> Exercise prompt:
Rewrite the lines below, substituting "with one dot" for every "with a single dot" and changing nothing else. Leave the pictures out of your copy.

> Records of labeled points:
(begin)
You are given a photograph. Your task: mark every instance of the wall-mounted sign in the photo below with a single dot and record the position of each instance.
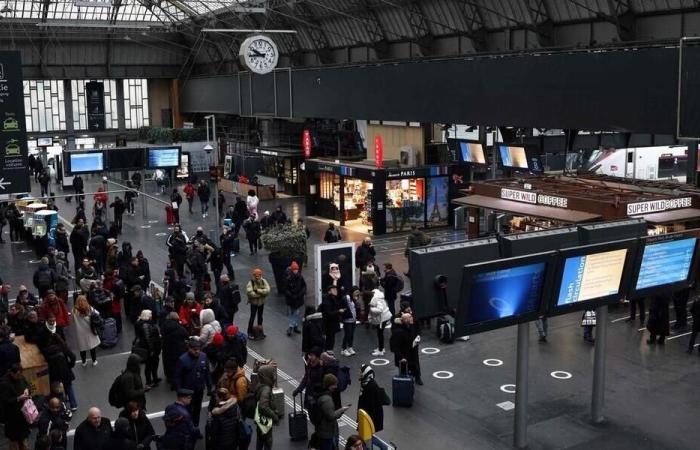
(654, 206)
(14, 175)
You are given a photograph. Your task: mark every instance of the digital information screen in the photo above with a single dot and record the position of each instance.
(513, 157)
(666, 263)
(86, 162)
(163, 157)
(505, 293)
(593, 276)
(472, 152)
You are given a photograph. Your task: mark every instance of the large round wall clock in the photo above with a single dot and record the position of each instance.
(259, 54)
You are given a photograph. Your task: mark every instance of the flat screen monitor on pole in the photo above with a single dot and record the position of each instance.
(86, 162)
(504, 292)
(664, 263)
(163, 158)
(592, 276)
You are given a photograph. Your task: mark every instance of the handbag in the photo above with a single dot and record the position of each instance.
(263, 423)
(29, 411)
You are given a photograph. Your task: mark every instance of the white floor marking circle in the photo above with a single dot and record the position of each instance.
(508, 388)
(443, 375)
(379, 362)
(492, 362)
(561, 375)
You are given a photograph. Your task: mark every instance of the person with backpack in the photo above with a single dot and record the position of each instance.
(266, 415)
(325, 415)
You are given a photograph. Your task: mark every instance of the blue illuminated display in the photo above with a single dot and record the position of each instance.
(666, 263)
(505, 293)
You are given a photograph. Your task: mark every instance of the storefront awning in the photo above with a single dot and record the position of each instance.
(678, 215)
(526, 209)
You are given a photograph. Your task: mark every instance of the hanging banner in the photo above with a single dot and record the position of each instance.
(306, 143)
(378, 152)
(14, 173)
(95, 105)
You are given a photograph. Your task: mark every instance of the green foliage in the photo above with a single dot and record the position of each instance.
(285, 240)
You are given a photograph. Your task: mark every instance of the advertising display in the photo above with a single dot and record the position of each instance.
(86, 162)
(472, 152)
(14, 173)
(664, 262)
(592, 276)
(513, 157)
(503, 292)
(163, 158)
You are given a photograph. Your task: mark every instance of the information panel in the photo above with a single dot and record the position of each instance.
(666, 263)
(593, 276)
(14, 174)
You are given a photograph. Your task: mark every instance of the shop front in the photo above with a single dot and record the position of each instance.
(378, 201)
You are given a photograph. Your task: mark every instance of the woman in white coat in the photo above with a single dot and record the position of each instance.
(86, 339)
(379, 316)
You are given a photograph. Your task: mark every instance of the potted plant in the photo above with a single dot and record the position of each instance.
(286, 243)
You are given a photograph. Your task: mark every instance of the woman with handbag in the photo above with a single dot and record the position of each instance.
(85, 320)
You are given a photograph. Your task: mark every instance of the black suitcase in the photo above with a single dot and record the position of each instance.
(298, 422)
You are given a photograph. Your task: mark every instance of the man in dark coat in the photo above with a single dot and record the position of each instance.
(93, 433)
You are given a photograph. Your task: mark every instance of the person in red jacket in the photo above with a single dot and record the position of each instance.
(189, 194)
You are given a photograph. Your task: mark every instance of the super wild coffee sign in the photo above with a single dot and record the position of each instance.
(14, 174)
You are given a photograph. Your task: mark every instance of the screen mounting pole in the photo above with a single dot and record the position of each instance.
(520, 431)
(601, 338)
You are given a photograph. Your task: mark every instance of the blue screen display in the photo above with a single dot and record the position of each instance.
(505, 293)
(86, 162)
(666, 263)
(163, 157)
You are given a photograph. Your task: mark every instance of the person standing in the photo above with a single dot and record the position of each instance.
(92, 433)
(86, 337)
(192, 373)
(294, 295)
(257, 291)
(189, 194)
(204, 193)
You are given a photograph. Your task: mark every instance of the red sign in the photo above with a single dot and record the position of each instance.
(378, 151)
(306, 143)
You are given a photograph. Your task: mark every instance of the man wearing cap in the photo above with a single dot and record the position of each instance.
(181, 432)
(192, 372)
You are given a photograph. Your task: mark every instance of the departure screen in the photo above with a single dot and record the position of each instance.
(666, 263)
(588, 277)
(472, 152)
(505, 293)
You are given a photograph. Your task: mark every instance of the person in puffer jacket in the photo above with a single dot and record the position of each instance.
(210, 326)
(379, 316)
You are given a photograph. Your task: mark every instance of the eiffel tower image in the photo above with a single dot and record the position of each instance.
(435, 214)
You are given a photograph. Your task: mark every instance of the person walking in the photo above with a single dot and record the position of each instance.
(192, 373)
(204, 194)
(85, 335)
(189, 194)
(294, 295)
(257, 291)
(148, 338)
(379, 317)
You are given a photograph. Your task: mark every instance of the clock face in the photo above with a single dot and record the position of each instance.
(259, 54)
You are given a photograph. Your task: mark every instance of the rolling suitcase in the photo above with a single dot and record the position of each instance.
(298, 422)
(278, 400)
(402, 387)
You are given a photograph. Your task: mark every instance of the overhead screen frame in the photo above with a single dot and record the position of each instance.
(end)
> Output below:
You are given a photograph. Your task: mark every instance of the wall-mounted sign in the photo below with one dot and record the position of each instance.
(654, 206)
(14, 175)
You are given a photograph. Your task: mark every instance of the digital information screen in the photo above with one dot and record the position of each instance.
(513, 157)
(666, 263)
(86, 162)
(163, 157)
(505, 293)
(593, 276)
(472, 152)
You are given a photograph. Your task: mark every instance of the large round wall clock in the photo above with one dot and record the position of each instance.
(259, 54)
You are given a photograph. Your task: mark every instance of the flat screen monitor on pole in the photo above with one dot and record the position of each instance.
(86, 162)
(504, 292)
(664, 263)
(163, 158)
(592, 276)
You are given a photograph. Your task: mark every instance of the handbag in the photo above with one dot and record the position of each instance.
(263, 423)
(29, 411)
You are given a photograph. Your task: mark every instance of the white floor marking circle in the photo above with one dot and record the position of each instance.
(508, 388)
(443, 375)
(379, 362)
(492, 362)
(561, 375)
You are given a photograph. Your task: mark every instance of the person with backpack in the photo above with one dot and record the position of each instance.
(266, 415)
(325, 415)
You are given a photograph. Your task: mark every instance of the blue illuminated display in the photo above with one dot and record the position of each instance.
(666, 263)
(505, 293)
You are given a photograph. Your task: mark every instance of the storefront awning in the photo above with one dot and record the position of each instance.
(678, 215)
(526, 209)
You are given a photograph. Your task: mark every instance of the hanging banner in the photo above with one dot and record the position of each instance.
(306, 143)
(378, 152)
(14, 173)
(95, 105)
You are given a photograph. Your task: mark every instance of the green foliage in the photo above with one dot and record the position of each instance.
(285, 240)
You are given a photograph. Your task: mark every instance of the advertising display in the photo above with one dot and record the position of each instance.
(86, 162)
(472, 152)
(14, 173)
(664, 262)
(592, 276)
(513, 157)
(503, 292)
(163, 158)
You are given a photograph. Your task: mark every instance of the information panel in the photo above with one dot and record the position of each instance.
(666, 263)
(593, 276)
(14, 174)
You are given a photograph. Your task: mark every instance of the shop front in the photo above with one dot and record the position of each instance.
(378, 201)
You are given a photograph. Your task: mark every instance of the woman in white coat in the photo above with one dot and record the position of each instance.
(86, 339)
(379, 316)
You are given a photograph. Your task: mark every instance of the potted plant in the photo above with one dot and record the position of each instance.
(286, 243)
You are given a photograph. Your task: mark every instance of the woman with handbag in the photo above with one dot and record the position of each instance.
(85, 320)
You are given a photograph. Your task: mark every instance of the black suitcase in the photo above with one dot and record the position of each instance.
(298, 422)
You are given a photograph. Your task: mark every instance of the man in dark coat in the photo above with one dot and record the position of each instance.
(93, 433)
You are given a photograph. Your task: mark every instance of the person in red jacket in the photo above with one dot and record the position of each instance.
(189, 194)
You are given a photograph. Your task: mark every instance of the super wild coffee sign in the photo above with one dot and record the position of each instance.
(14, 174)
You are given a photograph. Your task: mark every instance of the screen mounting pole in the photo above with one dot and record the position of each instance.
(520, 431)
(601, 338)
You are given a photograph. Your task: mark every instance of the blue screen display in the photo above with one dot and record the position of each instance.
(505, 293)
(86, 162)
(666, 263)
(163, 157)
You are given a photograph. Your task: mark every instance of the person standing in the photo above with one dot and record the position of each instance.
(92, 433)
(86, 337)
(192, 373)
(294, 295)
(257, 291)
(189, 194)
(204, 193)
You are given a photograph. Your task: mark every instance of the red sign in the photo above with one dot and record the position of each instance.
(378, 151)
(306, 143)
You are given a photograph. Your task: mark every instance of the man wearing cap in the photo above with one dot and record the position of each instance.
(181, 432)
(192, 372)
You are given a photograph. Your task: mark every instance of the departure screen in the photo above with one dot and record the position of each instance.
(666, 263)
(588, 277)
(472, 152)
(505, 293)
You are given a photograph. Your task: mark every instance of the person in puffer jacket in the photo above with one dot and record the position of each instance.
(210, 326)
(379, 316)
You are given a photograph. Your task: mark every instance of the eiffel tower image in the photo above with one dot and record the position of each instance.
(435, 214)
You are given a photograph. Your task: mark every instance of the person walking in the photo above with one dot and record the position of each instance.
(192, 373)
(204, 194)
(85, 335)
(189, 194)
(294, 295)
(257, 291)
(148, 338)
(379, 317)
You are given a photograph. Your task: mark every instance of the clock face in the photo above with one dot and record the position of each instance.
(259, 54)
You are given a photograph. Your task: mark every instance of the rolling suitcase in the photo above with one dot and record the position of each instance.
(298, 422)
(278, 400)
(402, 387)
You are given a photograph. Your task: mark every instance of the overhead screen frame in the photo above with one dot and record the position of each instance.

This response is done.